Não existe uma razão para não usar o NP, mas sim um conceito de aventura. Eu sempre fui adepto das aventuras as mais realistas possíveis. Realistas em que sentido em M&M? Realistas no sentido de que nem sempre encontramos desafios condizentes com a nossa capacidade de enfrentá-los.

Muitas vezes ao dobrar uma esquina, esperando enfrentar um mero capanga, podemos, por que não, dar de cara com o maquiavélico chefe, o boss, o vilão da aventura? Enfrentar um desafio muito maior do que nossa capacidade é um elemento que deveria ser apresentado aos grupos.

Essa situação díspar acrescenta um novo nível de diversão às sessões de M&M. O grupo terá que encontrar uma forma de fugir, ponderando a situação limite em que se encontram, ou poderão tentar, ultrapassando todos os desafios e problemas, superar o desafio. Claro que podem simplesmente morrer miseravelmente.

Mas o que importa é que “dar de cara” com uma situação que está além de suas possibilidades trás um elemento muito interessante para as aventuras – o elemento da escolha, da ponderação.


Logo de cara, em qualquer sistema, ou na grande maioria deles, sempre que um grupo de jogadores encontra um ou vários adversários ele já sabe de antemão que no mínimo este é um desafio possível. O grupo sabe que na grande maioria das vezes aquele desafio poderá ser ultrapassado e que o mestre sempre coloca uma ou mais formas e possibilidades de o matar. Isso é quase que um direcionamento. Para alguns isso é apenas um amontoado de situação que inevitavelmente levarão à um crescimento do nível do jogador. Como eu já disse, isso ajuda em muito o mestre, mas para mim ainda é chato e pode muito bem tornar uma aventura enfadonha se nas mãos de um mestre sem grande habilidade narrativa e de construção de enredo.

Em uma aventura sem o uso do NP como limitante, os jogadores vão se deparar com os desafios e nunca saberão se são meros capangas ou algum tipo de boss. A dúvida imperará antes de qualquer ação e isso trará uma emoção que sei que a grande maioria ainda não experimentou. Os PCs terão maior liberdade ainda, uma liberdade real, uma liberdade vívida, a liberdade de poderem morrem à qualquer passo em falso. Os jogadores terão de se esquivar de combates, fugir de adversários, superar limites inimagináveis, em última análise, terão de suar sangue para avançar na campanha.

··········

* [Tarefa proposta 1] Reescreva as linhas de dados abaixo, da linha que contém "of the yellow" até a linha que contém "x=282 y=329", ambas incluídas e com as solicitações. Desloque em 131 para cima cada número das coordenadas das respostas, somando 131 a cada um.

··········

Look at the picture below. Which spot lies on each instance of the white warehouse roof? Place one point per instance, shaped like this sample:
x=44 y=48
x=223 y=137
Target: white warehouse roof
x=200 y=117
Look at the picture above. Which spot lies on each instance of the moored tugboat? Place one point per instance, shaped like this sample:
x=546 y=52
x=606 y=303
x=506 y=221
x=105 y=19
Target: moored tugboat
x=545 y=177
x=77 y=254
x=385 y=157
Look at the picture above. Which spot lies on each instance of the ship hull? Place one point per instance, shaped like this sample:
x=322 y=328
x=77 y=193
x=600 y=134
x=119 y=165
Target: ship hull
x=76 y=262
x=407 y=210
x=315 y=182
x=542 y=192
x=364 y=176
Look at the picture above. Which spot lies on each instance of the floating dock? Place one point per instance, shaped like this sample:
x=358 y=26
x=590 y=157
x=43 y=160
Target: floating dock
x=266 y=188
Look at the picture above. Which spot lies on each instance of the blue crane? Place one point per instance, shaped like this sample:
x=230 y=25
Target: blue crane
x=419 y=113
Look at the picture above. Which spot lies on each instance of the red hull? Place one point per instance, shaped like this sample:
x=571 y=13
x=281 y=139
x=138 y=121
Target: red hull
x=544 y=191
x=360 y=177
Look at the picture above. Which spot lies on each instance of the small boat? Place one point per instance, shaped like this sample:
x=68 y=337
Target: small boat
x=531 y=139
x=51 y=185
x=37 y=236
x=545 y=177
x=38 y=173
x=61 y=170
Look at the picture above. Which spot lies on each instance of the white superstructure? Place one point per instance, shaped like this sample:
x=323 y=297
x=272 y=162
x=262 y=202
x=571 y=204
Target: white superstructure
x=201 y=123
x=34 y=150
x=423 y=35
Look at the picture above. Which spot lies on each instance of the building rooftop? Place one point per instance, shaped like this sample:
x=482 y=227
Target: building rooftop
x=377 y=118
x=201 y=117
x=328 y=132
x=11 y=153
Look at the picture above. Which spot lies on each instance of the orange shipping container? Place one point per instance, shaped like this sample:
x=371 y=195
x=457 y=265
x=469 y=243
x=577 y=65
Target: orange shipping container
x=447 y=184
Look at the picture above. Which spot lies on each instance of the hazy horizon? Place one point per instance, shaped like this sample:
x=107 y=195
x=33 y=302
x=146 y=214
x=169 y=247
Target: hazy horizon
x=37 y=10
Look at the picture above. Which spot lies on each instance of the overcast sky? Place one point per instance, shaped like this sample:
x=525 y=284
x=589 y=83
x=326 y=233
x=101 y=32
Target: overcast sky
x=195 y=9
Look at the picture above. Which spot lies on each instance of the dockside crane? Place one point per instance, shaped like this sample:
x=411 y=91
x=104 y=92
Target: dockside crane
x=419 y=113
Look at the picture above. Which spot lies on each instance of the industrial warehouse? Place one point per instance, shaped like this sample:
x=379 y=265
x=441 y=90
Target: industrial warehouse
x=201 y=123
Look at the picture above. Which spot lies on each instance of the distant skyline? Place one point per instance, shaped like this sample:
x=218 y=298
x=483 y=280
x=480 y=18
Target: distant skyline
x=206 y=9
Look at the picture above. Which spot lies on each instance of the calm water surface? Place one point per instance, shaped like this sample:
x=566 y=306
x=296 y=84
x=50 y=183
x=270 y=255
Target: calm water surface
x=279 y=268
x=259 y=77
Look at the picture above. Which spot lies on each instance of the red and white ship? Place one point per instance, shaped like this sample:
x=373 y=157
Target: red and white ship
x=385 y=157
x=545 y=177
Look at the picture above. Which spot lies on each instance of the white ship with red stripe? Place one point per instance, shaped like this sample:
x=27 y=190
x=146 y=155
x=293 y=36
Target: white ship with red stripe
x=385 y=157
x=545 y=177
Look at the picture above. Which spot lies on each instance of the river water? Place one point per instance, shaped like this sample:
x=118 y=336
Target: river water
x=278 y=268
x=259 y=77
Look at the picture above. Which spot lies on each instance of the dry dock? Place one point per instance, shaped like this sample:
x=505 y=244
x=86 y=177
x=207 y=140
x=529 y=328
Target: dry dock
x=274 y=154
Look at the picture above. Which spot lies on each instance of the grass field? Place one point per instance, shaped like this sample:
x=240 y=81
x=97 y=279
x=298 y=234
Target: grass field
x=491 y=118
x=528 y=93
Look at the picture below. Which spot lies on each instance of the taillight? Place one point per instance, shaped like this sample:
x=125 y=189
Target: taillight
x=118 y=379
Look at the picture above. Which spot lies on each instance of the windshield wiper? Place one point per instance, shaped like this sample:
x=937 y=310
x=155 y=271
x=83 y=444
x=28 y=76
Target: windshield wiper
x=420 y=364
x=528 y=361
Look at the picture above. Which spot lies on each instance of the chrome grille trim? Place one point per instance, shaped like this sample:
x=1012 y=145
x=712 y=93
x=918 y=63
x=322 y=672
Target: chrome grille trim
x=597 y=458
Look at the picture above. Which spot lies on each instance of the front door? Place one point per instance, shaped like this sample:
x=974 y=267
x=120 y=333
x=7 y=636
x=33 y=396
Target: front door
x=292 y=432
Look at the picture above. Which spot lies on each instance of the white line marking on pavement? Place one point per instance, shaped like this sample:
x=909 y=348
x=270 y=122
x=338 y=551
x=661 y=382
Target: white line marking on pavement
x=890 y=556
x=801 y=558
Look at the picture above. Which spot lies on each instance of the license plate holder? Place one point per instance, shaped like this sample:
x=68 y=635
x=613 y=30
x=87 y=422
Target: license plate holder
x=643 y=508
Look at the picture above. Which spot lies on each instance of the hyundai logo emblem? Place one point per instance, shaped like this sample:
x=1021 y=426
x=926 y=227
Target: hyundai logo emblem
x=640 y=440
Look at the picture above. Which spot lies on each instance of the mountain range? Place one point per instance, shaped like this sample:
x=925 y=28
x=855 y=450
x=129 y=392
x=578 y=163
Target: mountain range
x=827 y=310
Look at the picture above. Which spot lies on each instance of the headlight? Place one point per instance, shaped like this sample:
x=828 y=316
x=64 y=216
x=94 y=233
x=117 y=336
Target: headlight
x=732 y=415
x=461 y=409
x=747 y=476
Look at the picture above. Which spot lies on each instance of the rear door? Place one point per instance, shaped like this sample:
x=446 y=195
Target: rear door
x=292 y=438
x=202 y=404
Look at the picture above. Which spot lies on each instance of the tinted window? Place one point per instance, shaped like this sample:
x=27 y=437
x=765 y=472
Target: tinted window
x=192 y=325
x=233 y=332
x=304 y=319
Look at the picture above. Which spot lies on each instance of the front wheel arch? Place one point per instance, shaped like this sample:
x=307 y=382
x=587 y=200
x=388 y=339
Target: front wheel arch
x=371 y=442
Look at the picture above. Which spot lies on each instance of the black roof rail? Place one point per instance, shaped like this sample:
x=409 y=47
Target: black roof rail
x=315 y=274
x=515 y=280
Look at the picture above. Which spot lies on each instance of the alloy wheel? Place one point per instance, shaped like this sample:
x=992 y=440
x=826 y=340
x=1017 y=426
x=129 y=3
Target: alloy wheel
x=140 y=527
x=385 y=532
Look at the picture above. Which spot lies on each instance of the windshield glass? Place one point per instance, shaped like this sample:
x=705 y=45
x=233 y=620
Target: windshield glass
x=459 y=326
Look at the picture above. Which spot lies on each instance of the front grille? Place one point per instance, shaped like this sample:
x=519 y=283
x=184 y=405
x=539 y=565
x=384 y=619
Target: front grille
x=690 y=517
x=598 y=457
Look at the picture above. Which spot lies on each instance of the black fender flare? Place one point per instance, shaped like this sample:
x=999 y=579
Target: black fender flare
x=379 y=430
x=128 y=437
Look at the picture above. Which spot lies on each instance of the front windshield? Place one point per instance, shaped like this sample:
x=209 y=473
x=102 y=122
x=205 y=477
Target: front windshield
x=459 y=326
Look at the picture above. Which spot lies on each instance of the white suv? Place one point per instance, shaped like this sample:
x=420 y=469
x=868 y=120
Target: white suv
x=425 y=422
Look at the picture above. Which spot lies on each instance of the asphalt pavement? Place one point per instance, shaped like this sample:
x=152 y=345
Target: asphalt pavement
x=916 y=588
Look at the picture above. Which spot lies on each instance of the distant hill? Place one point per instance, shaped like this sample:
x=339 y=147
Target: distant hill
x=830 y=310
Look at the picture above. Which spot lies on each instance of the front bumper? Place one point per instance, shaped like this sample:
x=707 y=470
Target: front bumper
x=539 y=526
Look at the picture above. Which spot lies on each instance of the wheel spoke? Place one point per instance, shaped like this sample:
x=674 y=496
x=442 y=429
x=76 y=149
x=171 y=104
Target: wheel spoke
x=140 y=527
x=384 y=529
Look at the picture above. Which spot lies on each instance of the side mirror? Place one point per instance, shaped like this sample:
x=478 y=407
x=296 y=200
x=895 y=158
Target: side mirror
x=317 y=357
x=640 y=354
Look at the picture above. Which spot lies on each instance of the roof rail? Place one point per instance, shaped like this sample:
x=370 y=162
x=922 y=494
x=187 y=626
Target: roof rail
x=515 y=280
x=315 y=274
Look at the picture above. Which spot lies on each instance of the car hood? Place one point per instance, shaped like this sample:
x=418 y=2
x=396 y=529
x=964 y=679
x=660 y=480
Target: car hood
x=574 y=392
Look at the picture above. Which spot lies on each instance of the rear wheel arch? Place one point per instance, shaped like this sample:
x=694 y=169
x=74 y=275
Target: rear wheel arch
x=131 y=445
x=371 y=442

··········

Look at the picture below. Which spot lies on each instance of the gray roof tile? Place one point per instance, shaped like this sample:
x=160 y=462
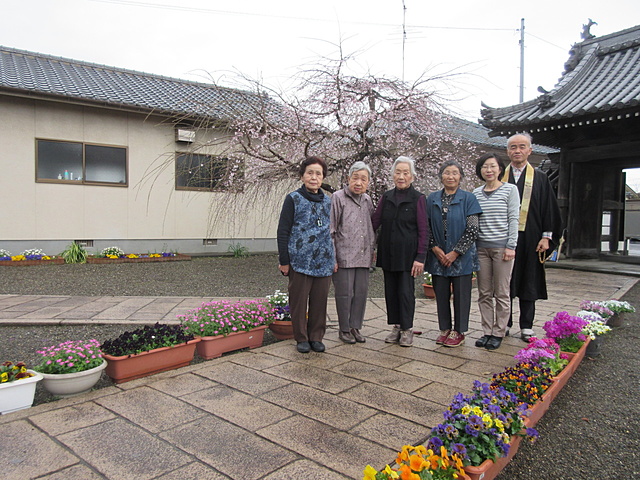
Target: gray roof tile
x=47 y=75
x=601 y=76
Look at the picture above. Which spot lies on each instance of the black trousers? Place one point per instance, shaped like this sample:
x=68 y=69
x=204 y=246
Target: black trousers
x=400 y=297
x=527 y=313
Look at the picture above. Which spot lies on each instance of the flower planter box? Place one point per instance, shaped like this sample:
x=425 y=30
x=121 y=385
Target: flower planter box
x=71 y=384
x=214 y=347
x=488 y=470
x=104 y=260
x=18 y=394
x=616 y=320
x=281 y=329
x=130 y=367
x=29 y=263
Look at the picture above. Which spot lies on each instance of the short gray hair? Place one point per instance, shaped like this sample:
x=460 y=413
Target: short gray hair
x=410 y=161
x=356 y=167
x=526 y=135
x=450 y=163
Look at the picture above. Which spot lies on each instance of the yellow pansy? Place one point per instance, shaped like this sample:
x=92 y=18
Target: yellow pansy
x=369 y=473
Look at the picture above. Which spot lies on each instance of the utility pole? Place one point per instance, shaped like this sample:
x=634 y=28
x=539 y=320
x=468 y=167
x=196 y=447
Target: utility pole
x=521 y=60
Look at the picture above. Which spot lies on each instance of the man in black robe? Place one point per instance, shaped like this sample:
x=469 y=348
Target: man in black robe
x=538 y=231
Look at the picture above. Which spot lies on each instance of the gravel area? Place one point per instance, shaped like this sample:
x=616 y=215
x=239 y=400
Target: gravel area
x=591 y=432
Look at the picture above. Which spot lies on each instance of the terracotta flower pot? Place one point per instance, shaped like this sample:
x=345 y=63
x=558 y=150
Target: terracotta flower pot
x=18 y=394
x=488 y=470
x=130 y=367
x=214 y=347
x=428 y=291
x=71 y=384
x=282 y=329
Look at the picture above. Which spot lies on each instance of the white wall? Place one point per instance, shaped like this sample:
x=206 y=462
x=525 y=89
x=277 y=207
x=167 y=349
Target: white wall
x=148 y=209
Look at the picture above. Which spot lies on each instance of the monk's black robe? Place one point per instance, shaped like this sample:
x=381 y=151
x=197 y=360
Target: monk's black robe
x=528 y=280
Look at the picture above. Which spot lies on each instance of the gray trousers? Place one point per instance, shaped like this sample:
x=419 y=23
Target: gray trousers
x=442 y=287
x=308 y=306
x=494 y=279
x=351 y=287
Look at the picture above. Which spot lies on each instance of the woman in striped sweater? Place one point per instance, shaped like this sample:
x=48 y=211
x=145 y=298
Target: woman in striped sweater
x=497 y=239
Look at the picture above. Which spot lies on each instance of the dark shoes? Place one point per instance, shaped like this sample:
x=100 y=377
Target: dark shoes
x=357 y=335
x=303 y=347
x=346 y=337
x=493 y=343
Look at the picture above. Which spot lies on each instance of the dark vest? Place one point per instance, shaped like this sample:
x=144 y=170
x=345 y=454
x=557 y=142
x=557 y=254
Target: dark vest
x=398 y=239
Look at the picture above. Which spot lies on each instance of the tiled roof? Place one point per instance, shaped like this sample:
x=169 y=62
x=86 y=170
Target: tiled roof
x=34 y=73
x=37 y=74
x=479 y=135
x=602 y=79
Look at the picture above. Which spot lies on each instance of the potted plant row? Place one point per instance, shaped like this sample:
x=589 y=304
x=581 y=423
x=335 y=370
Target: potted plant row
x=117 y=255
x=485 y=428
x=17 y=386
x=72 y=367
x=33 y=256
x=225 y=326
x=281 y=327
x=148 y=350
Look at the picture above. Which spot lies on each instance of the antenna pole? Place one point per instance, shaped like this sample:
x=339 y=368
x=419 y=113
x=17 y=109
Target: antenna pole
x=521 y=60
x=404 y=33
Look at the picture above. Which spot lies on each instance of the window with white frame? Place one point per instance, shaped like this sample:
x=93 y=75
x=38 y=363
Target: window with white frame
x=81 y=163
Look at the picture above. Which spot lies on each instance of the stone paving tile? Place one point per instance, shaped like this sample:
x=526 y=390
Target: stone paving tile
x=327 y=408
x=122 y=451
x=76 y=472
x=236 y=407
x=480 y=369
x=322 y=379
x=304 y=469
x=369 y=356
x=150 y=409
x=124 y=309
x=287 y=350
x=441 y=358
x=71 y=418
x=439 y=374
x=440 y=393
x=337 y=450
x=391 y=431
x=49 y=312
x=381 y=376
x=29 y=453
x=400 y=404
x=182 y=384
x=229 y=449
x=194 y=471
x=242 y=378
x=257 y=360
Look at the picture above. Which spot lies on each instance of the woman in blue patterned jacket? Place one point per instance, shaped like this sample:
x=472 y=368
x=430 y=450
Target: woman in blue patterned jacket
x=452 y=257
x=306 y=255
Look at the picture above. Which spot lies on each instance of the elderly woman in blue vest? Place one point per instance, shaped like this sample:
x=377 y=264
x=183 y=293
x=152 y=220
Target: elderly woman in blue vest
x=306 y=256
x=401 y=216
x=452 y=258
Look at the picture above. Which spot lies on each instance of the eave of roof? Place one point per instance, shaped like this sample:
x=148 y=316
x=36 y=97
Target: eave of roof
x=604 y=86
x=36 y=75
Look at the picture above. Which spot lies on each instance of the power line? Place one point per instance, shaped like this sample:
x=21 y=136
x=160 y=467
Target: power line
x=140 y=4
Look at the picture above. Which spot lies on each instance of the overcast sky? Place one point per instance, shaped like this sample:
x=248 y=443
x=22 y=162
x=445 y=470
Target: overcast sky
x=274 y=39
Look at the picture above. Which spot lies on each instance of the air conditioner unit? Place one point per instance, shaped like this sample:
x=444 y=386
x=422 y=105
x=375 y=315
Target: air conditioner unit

··········

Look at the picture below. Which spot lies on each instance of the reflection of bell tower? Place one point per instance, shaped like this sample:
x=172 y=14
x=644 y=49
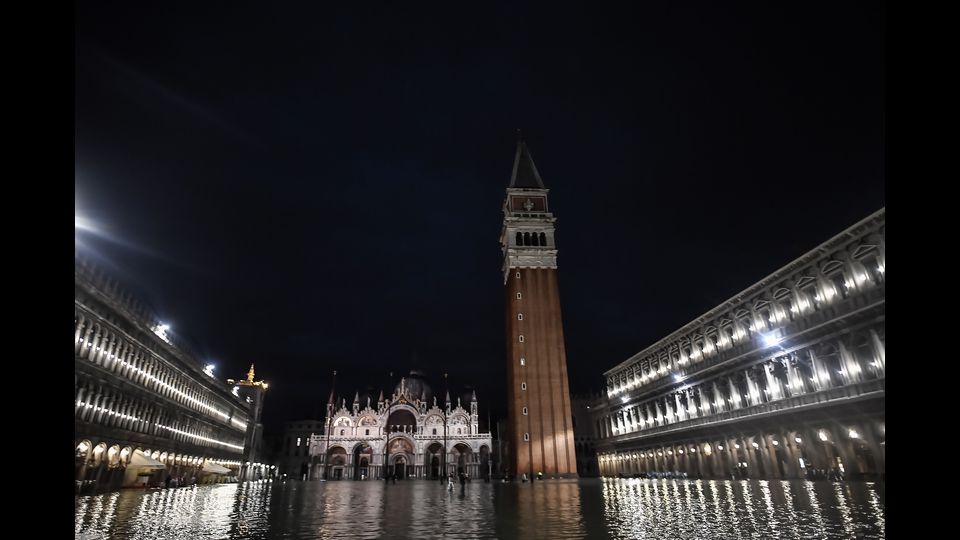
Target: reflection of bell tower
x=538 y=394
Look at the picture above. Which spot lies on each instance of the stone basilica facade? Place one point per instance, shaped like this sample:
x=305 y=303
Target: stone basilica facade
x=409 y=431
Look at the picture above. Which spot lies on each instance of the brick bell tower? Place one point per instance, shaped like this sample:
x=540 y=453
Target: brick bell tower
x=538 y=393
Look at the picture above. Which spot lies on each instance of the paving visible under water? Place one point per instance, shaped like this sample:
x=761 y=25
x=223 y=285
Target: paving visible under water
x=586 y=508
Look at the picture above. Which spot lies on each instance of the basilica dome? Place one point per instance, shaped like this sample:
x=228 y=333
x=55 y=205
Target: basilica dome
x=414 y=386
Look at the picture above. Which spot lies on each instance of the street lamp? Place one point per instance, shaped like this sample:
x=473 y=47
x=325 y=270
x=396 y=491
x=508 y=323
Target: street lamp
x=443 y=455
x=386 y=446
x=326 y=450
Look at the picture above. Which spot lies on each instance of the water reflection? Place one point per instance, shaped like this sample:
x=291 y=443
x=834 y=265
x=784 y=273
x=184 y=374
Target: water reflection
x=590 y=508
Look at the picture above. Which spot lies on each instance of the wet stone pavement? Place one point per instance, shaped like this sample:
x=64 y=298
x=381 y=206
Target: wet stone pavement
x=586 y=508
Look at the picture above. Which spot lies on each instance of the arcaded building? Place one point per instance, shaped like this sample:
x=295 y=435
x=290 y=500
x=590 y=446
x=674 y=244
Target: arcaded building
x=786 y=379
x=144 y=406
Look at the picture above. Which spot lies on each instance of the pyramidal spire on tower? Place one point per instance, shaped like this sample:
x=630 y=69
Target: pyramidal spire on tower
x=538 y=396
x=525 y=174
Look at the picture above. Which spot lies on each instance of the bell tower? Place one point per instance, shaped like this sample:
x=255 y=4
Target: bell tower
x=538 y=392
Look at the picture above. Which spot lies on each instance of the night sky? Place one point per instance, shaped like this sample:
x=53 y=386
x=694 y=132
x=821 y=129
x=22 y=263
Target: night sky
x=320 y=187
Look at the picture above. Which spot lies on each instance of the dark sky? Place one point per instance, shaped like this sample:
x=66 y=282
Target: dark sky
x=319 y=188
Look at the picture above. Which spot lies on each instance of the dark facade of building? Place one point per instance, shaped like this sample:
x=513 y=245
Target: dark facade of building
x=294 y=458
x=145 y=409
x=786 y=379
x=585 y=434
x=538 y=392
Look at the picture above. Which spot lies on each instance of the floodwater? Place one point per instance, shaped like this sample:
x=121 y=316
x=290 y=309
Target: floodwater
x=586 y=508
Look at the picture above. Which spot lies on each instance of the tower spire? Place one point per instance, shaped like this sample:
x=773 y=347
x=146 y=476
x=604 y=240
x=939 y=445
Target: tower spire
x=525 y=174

··········

* [Tarefa proposta 2] Prossiga com o texto sobre aventuras de M&M sem o NP como limitante a partir do ponto em que ele termina.

* [Resposta da tarefa 1]
Look at the picture above. Which spot lies on each instance of the yellow pansy? Place one point per instance, shaped like this sample:
x=92 y=18
Target: yellow pansy
x=500 y=604
Look at the picture above. Which spot lies on each instance of the utility pole? Place one point per instance, shaped like this sample:
x=634 y=28
x=539 y=320
x=468 y=167
x=196 y=447
Target: utility pole
x=652 y=191
Look at the picture above. Which spot lies on each instance of the man in black robe? Place one point per instance, shaped like this sample:
x=469 y=348
Target: man in black robe
x=669 y=362
Look at the picture above. Which spot lies on each instance of the gravel area? Place one point per instance, shaped like this sample:
x=616 y=215
x=239 y=400
Target: gravel area
x=722 y=563
Look at the picture above. Which spot lies on each instance of the terracotta flower pot? Place one point per instance, shaped like this sample:
x=345 y=63
x=558 y=150
Target: terracotta flower pot
x=149 y=525
x=619 y=601
x=261 y=498
x=345 y=478
x=559 y=422
x=202 y=515
x=413 y=460

* [Resposta da tarefa 2]
Essa situação sempre me atraiu muito e posso dizer que meus melhores momentos no mundo do RPG foram dentro desta incerteza, mesmo nas mortes foram memoráveis e extremamente apreciadas. Muitos torcem o nariz para essa alternativa, pois temos enraizada aquela noção de que a diversão está associada diretamente ao sucesso, à vitória, à superação dos outros. Posso dizer, ou acredito, que essa seja apenas uma das possibilidades de diversão, e não podemos de forma alguma restringir tudo apenas à esta concepção.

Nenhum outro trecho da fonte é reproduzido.